#### Records shown
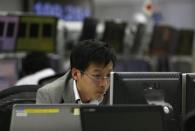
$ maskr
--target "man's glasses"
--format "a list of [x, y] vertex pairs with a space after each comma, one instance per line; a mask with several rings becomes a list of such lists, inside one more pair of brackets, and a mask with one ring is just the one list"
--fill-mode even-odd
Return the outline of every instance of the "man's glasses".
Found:
[[80, 71], [82, 74], [85, 74], [86, 76], [88, 76], [90, 79], [92, 79], [95, 82], [101, 82], [103, 80], [106, 80], [107, 82], [110, 81], [110, 77], [105, 76], [105, 77], [101, 77], [101, 76], [94, 76], [94, 75], [90, 75], [88, 73], [85, 73], [83, 71]]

#### Task objective
Reproduce every line of the records above verbatim, omitting the pictures.

#### Written solution
$ maskr
--target "man's glasses"
--format "a list of [x, y] vertex pairs with a space after each comma, one instance per line; a mask with several rings becomes a list of such lists, inside one more pair of brackets, and a mask with one ring is just the one list"
--fill-mode even-odd
Return the outline of every instance of the "man's glasses".
Found:
[[80, 71], [82, 74], [85, 74], [86, 76], [88, 76], [90, 79], [92, 79], [95, 82], [101, 82], [103, 80], [106, 80], [107, 82], [110, 81], [110, 77], [105, 76], [105, 77], [101, 77], [101, 76], [94, 76], [94, 75], [90, 75], [88, 73], [85, 73], [83, 71]]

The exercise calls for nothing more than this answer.